» **Brief 1**
In the article on antibody therapies for type 1 diabetes, what kind of disease is T1D widely considered to be?
» **Brief 2**
Continue the article on antibody therapies for type 1 diabetes from the point where it stops.

» **Document section**
Evolving Antibody Therapies for the Treatment of Type 1 Diabetes

Abstract

Type 1 diabetes (T1D) is widely considered to be a T cell driven autoimmune disease resulting in reduced insulin production due to dysfunction/destruction of pancreatic β cells. Currently, there continues to be a need for immunotherapies that selectively reestablish persistent β cell-specific self-tolerance for the prevention and remission of T1D in the clinic. The utilization of monoclonal antibodies (mAb) is one strategy to target specific immune cell populations inducing autoimmune-driven pathology. Several mAb have proven to be clinically safe and exhibit varying degrees of efficacy in modulating autoimmunity, including T1D. Traditionally, mAb therapies have been used to deplete a targeted cell population regardless of antigenic specificity. However, this treatment strategy can prove detrimental resulting in the loss of acquired protective immunity. Nondepleting mAb have also been applied to modulate the function of immune effector cells. Recent studies have begun to define novel mechanisms associated with mAb-based immunotherapy that alter the function of targeted effector cell pools. These results suggest short course mAb therapies may have persistent effects for regaining and maintaining self-tolerance. Furthermore, the flexibility to manipulate mAb properties permits the development of novel strategies to target multiple antigens and/or deliver therapeutic drugs by a single mAb molecule. Here, we discuss current and potential future therapeutic mAb treatment strategies for T1D, and T cell-mediated autoimmunity.

Keywords: diabetes; immunoregulation; immunotherapy; monoclonal antibodies; self-tolerance.

Figure 1

Type 1 diabetes (T1D) pathogenesis. Cellular events associated with driving T cell-mediated T1D are depicted within the pancreatic lymph node (PLN) and pancreas. Upon initiation of β cell autoimmunity via an ill-defined event, dendritic cells (DC) migrate from the pancreas ferrying islet autoantigens into the PLN. Here, naïve β cell-specific CD4⁺ and CD8⁺ T cells are activated and differentiate into distinct Teff subsets associated with T1D progression including CD8⁺ Tc1, CD4⁺ Th1, Th17, and Tfh. Early indication of ongoing autoimmunity is marked by the detection islet-specific autoantibodies (AutoAbs). Teff traffic into the pancreas and initiate β cell damage, which gradually increases over time prompting nominal insulin production.

» **Information given**

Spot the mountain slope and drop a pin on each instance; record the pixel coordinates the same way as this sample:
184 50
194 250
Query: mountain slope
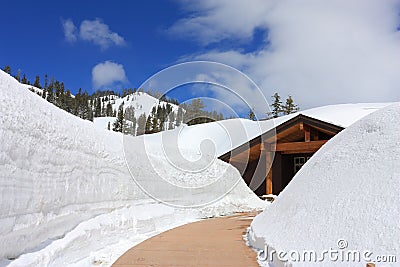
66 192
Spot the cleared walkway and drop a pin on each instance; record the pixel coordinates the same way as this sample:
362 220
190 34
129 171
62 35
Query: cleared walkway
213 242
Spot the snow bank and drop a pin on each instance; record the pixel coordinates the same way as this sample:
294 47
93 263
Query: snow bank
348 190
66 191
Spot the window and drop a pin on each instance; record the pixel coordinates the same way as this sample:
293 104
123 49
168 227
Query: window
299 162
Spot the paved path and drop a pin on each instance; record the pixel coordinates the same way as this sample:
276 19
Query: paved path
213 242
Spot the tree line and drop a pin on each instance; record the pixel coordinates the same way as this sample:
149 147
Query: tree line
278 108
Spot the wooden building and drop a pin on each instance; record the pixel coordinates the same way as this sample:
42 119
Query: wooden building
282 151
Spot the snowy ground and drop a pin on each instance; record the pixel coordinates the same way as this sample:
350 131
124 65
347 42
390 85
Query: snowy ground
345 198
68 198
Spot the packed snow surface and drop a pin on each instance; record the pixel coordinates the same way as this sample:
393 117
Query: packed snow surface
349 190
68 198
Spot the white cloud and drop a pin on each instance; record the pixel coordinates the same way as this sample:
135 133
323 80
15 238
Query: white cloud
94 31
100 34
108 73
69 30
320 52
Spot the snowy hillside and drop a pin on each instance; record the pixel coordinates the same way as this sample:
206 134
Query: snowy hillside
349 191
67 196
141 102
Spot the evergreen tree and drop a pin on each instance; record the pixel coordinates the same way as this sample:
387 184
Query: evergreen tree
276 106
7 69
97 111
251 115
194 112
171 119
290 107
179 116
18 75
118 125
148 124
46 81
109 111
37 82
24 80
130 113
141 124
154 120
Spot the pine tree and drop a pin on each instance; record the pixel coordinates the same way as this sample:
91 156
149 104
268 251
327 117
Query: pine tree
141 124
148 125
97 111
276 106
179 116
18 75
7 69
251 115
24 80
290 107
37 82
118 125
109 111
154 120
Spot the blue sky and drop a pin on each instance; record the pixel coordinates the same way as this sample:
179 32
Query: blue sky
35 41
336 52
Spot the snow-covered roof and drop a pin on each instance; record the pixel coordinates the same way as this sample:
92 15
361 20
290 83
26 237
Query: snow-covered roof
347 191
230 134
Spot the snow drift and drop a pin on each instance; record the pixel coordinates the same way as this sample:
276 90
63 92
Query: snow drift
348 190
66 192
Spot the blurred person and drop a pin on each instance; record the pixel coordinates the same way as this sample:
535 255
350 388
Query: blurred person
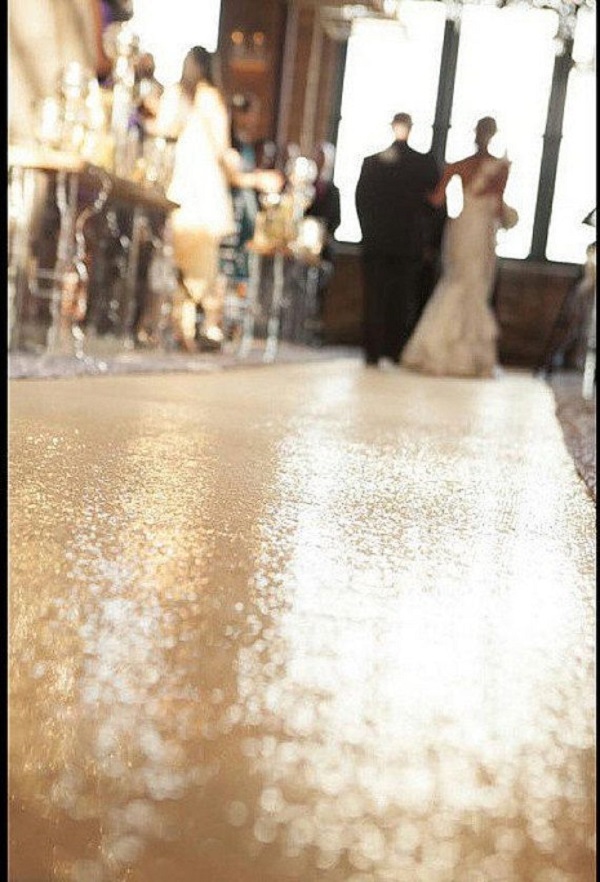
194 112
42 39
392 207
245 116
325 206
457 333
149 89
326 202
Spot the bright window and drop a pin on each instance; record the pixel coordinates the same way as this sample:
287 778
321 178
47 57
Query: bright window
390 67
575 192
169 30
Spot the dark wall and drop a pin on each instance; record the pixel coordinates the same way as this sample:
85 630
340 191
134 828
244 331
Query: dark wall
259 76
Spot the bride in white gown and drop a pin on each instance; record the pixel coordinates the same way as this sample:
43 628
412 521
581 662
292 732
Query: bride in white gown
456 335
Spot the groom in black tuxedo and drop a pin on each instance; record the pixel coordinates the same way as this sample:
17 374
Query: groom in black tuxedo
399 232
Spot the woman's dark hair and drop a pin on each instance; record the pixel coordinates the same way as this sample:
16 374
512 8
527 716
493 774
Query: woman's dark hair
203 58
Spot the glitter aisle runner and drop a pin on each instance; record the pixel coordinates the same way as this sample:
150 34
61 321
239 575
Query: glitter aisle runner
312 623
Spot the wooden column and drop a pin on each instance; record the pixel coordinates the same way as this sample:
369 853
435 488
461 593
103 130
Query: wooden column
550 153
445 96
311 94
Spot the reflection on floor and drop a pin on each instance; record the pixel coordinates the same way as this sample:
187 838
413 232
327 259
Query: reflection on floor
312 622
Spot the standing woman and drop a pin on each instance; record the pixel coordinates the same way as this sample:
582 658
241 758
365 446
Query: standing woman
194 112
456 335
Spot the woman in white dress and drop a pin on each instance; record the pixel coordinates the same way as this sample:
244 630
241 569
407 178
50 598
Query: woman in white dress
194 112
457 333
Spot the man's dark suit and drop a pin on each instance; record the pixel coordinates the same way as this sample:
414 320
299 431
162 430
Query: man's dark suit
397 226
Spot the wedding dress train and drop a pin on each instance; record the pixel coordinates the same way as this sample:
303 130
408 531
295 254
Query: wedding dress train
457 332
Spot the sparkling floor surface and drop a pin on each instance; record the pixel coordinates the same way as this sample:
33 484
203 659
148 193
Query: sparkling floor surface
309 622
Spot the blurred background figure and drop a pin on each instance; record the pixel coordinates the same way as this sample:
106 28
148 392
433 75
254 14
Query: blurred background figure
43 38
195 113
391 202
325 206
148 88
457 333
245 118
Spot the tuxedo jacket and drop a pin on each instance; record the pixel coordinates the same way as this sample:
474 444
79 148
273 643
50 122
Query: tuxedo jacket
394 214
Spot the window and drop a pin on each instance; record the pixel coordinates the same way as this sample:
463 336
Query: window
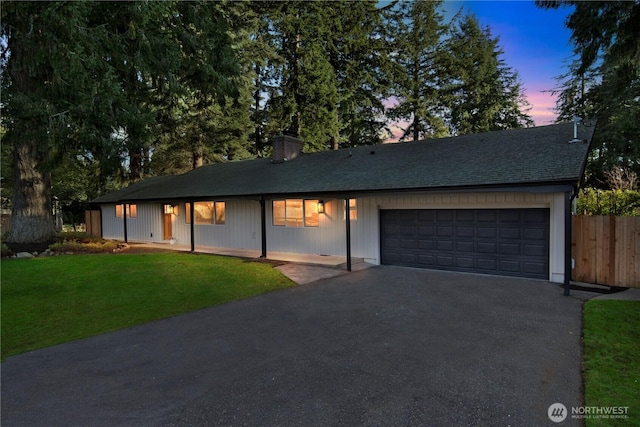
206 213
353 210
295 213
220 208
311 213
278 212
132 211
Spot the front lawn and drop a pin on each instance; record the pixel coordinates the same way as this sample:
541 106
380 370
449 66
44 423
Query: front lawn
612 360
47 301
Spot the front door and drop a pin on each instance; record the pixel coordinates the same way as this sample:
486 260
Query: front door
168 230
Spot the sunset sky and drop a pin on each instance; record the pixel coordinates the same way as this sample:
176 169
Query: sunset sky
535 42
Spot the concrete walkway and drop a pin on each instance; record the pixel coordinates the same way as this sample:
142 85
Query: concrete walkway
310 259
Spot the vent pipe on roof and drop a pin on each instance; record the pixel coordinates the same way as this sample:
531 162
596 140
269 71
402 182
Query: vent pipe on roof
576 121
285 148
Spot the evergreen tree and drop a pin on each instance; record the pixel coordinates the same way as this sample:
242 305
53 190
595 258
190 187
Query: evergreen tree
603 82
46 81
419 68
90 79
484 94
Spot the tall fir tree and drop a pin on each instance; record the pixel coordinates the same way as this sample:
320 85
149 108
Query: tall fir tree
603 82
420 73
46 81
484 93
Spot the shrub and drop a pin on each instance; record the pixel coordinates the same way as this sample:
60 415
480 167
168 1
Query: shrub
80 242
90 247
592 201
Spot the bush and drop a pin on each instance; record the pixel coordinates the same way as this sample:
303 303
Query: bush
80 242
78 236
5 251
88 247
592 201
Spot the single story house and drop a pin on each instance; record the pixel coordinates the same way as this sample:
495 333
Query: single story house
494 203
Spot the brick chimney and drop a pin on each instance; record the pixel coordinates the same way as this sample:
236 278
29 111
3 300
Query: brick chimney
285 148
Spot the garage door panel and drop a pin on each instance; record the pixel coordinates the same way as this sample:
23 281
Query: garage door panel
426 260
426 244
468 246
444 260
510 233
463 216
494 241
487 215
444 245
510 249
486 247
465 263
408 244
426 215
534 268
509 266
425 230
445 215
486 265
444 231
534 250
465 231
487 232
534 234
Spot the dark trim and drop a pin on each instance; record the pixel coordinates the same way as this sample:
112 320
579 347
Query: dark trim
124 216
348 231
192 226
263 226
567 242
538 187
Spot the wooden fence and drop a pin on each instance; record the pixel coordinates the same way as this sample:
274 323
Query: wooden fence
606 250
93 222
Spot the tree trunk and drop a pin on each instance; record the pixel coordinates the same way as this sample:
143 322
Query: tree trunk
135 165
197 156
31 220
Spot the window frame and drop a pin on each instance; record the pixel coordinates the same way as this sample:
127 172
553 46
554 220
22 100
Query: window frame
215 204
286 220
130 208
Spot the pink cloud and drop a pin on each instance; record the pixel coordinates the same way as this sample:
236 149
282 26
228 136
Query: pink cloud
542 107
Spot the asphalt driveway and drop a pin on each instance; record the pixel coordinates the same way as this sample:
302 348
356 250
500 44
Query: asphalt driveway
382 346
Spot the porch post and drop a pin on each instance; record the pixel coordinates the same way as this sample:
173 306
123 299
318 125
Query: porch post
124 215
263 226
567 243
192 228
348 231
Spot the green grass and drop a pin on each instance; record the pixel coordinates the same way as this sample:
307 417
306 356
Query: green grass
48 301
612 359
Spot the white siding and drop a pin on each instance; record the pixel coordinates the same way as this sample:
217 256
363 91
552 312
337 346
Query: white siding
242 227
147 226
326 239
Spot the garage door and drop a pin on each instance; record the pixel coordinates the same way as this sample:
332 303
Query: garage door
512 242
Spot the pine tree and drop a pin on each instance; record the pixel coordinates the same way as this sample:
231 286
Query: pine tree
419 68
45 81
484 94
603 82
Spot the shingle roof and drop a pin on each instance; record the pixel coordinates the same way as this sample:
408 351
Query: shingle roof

» **Written response 1**
A T cell driven autoimmune disease.

» **Written response 2**
Figure 2

mAb therapies to ameliorate type 1 diabetes (T1D). (A, B) Monoclonal antibodies (mAb) treatments can be broadly divided into two categories: depleting mAb or nondepleting (ND)/neutralizing mAb. Some promising mAb treatments are depicted that have been used in either animal models or clinical trials to alter T1D progression. (A) Depleting mAb have been used to target T and B cells in the clinic. Transient depletion of T and B cells delays the progression of β cell autoimmunity. (B) ND mAb have been applied to neutralize cytokines to suppress the proinflammatory milieu of the pancreatic lymph node (PLN) and islets, as well as modulate the properties and activity of various immune effector cells. (C) The relationship between functional β cell mass versus islet inflammation is characterized. Over time, increased chronic islet inflammation results in decreased functional β cell mass, first detected via metabolic abnormalities, and ultimately leading to deficient insulin production, prompting clinical diagnosis of T1D. Individuals at different stages of T1D progression have treated with mAb therapies to alter T1D progression, and in turn (D) prevent diabetes onset, or (E) rescue residual β cell mass after clinical T1D diagnosis. Typically, these clinical trials have used metabolic readouts for β cell function as primary endpoints to determine therapeutic efficacy (C).